Natural language region descriptions:
================
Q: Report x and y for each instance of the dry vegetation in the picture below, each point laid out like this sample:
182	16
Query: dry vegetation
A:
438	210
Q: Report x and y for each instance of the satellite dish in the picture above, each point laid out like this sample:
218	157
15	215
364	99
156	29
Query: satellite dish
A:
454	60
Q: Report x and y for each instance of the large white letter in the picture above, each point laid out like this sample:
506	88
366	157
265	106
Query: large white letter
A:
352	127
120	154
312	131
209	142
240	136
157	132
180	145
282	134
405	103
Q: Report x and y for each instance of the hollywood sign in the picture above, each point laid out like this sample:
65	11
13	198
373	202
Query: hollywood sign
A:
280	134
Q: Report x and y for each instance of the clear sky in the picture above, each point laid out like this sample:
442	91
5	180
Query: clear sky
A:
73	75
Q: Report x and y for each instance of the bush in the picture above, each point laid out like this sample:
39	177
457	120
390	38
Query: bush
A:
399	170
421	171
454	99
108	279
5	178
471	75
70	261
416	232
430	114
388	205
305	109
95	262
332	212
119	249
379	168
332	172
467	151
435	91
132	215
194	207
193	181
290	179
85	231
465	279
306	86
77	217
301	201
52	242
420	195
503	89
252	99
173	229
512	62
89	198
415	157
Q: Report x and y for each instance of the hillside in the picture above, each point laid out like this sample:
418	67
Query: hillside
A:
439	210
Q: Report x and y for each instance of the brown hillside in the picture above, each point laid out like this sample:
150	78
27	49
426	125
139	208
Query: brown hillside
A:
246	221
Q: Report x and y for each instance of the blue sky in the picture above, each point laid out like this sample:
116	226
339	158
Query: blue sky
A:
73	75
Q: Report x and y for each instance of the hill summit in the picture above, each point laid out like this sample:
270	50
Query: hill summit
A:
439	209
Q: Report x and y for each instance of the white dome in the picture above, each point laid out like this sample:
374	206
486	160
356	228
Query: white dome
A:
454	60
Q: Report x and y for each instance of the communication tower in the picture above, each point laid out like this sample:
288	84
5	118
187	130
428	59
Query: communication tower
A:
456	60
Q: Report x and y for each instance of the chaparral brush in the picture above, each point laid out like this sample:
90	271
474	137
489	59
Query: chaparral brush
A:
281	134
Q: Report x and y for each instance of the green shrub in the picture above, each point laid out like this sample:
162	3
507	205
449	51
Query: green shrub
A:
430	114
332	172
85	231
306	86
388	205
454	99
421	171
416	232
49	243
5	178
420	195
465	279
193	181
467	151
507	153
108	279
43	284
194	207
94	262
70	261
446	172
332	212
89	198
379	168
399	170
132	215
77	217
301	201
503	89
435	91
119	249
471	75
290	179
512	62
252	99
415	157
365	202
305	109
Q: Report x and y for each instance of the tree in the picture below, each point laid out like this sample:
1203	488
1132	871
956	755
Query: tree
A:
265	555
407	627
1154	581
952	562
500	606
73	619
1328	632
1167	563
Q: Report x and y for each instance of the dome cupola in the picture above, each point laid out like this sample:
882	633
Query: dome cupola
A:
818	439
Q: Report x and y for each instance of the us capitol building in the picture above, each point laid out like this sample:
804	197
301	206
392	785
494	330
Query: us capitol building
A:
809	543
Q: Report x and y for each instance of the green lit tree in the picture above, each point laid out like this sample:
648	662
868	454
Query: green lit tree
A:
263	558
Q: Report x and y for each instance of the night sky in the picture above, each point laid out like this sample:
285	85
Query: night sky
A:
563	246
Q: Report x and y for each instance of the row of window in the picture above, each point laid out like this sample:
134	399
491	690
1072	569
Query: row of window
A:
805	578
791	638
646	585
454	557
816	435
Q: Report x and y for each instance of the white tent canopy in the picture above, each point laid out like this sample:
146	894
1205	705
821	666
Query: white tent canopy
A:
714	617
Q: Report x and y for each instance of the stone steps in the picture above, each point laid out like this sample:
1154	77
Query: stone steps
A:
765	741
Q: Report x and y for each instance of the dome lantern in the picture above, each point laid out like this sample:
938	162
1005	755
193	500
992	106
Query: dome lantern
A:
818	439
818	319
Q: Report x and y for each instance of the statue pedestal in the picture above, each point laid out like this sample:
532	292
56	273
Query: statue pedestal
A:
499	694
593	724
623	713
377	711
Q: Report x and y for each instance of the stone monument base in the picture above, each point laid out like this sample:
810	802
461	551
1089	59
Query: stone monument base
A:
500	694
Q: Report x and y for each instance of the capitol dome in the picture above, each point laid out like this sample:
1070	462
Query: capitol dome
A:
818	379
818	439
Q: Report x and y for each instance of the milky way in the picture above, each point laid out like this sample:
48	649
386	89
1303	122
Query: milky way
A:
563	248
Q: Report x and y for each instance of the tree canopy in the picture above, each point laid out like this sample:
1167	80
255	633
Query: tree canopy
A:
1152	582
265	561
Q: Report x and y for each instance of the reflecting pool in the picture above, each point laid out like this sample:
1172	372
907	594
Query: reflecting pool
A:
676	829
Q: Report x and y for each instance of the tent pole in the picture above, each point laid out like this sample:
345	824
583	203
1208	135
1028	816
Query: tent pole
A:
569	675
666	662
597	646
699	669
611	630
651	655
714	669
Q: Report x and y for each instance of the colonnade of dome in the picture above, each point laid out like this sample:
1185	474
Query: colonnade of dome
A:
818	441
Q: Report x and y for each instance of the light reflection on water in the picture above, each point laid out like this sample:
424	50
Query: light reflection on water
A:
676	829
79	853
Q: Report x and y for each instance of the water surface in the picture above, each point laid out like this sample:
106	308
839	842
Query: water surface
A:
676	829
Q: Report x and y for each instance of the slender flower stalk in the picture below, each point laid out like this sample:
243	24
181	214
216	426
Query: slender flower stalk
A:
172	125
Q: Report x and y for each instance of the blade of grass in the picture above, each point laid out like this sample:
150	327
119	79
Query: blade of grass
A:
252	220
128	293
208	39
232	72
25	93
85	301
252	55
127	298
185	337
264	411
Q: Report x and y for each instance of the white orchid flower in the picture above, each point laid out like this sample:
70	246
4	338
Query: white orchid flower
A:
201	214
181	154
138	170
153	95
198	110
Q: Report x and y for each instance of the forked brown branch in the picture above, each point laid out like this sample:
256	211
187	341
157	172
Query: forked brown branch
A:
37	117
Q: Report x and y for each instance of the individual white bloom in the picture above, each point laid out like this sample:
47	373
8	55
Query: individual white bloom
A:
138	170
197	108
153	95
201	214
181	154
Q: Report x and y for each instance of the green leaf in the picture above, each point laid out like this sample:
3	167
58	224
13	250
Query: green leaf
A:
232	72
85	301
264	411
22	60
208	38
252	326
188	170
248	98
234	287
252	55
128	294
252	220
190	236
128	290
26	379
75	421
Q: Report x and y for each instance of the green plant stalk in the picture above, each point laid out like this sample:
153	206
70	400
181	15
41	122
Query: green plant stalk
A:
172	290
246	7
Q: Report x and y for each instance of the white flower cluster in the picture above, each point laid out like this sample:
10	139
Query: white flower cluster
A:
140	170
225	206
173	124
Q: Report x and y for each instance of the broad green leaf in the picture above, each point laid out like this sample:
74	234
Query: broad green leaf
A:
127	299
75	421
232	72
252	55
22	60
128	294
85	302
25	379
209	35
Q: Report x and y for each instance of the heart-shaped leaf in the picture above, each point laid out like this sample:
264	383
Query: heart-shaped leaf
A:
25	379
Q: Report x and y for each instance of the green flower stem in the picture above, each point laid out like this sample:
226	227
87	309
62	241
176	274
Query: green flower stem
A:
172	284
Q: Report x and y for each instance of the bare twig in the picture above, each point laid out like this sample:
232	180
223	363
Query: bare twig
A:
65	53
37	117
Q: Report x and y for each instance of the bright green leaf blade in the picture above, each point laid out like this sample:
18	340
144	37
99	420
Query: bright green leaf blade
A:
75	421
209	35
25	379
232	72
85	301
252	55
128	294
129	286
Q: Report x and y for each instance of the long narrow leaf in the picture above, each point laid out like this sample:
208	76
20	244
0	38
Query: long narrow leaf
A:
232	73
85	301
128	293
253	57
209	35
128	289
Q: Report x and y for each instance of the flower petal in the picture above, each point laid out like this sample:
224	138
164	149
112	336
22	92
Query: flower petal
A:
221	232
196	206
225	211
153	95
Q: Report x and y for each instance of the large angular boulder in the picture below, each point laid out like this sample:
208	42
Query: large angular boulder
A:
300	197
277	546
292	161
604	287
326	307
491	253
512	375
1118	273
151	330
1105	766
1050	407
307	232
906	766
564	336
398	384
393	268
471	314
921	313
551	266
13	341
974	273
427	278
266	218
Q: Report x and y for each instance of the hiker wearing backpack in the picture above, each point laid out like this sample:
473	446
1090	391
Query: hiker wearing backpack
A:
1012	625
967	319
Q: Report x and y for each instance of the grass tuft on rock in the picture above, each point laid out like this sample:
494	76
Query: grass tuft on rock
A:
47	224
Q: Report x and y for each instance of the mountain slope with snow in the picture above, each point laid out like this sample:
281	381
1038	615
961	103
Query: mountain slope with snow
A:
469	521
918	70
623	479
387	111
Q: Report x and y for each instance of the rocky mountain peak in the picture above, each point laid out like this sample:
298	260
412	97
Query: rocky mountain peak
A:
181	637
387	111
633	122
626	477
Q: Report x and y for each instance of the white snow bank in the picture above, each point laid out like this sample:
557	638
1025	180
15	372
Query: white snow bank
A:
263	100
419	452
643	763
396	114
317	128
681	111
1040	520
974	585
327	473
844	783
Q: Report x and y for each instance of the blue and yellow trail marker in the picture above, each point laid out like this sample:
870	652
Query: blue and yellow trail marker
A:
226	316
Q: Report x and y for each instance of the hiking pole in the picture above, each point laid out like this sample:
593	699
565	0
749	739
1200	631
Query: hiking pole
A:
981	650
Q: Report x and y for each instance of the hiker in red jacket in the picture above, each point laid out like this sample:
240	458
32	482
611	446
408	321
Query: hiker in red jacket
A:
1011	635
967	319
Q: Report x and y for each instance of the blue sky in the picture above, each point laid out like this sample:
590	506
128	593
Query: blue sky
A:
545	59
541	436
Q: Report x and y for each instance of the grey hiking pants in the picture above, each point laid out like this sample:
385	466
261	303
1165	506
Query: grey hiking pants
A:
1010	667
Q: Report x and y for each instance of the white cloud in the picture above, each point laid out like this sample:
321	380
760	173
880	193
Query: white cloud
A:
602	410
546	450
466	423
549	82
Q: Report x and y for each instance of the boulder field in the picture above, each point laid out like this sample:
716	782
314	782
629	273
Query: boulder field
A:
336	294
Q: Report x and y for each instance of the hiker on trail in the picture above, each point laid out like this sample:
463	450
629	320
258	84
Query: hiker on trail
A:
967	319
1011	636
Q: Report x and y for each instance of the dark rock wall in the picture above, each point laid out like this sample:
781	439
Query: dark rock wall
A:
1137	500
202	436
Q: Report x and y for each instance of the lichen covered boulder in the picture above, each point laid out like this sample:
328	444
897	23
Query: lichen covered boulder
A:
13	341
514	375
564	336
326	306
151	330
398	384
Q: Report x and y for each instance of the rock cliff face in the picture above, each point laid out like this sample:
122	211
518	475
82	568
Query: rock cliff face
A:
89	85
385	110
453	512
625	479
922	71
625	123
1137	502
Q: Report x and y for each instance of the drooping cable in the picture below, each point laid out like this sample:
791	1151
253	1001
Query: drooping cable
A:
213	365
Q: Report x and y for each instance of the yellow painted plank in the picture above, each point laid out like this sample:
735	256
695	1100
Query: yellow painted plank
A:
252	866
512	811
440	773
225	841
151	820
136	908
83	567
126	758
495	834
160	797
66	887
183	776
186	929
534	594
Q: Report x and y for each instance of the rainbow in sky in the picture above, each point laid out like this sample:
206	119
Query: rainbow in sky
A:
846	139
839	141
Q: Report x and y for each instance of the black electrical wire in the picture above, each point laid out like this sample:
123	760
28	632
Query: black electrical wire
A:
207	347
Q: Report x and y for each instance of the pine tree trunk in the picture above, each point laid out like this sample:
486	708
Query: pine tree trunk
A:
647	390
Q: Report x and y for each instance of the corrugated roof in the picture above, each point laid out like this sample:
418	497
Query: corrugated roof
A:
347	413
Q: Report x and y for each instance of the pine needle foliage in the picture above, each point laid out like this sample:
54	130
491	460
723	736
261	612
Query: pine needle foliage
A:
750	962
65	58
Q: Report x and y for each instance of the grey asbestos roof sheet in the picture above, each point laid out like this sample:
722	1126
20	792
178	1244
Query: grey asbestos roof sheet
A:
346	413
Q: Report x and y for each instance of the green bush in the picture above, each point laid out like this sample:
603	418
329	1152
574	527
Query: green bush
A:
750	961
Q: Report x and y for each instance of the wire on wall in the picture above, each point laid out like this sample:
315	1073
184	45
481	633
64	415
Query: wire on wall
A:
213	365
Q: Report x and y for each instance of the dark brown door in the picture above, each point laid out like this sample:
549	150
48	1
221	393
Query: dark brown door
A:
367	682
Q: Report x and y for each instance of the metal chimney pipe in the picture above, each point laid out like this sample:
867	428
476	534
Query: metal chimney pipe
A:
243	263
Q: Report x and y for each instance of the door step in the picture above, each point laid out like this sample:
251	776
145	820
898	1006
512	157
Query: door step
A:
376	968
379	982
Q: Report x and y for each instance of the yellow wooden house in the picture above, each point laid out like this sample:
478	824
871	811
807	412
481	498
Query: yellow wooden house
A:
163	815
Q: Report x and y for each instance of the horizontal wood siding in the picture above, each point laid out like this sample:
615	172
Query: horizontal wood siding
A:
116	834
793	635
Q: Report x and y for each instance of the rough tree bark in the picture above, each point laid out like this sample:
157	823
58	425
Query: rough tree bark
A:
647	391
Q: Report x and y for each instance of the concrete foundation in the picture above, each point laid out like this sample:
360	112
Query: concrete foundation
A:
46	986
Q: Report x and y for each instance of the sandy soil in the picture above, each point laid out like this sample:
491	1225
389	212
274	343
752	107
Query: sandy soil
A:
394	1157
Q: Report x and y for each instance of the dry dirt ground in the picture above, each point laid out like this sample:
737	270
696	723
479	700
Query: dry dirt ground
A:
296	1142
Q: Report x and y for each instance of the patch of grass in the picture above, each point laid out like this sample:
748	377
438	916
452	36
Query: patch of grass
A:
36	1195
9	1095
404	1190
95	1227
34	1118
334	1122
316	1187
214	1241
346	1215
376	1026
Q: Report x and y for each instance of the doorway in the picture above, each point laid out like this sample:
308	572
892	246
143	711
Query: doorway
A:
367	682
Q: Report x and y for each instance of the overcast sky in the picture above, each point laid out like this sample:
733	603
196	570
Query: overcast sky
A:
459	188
================
GOAL OF THE EXERCISE:
Count of lines with "bloom": please work it out for the entries above and give the number by itself.

RESPONSE TO THE TASK:
2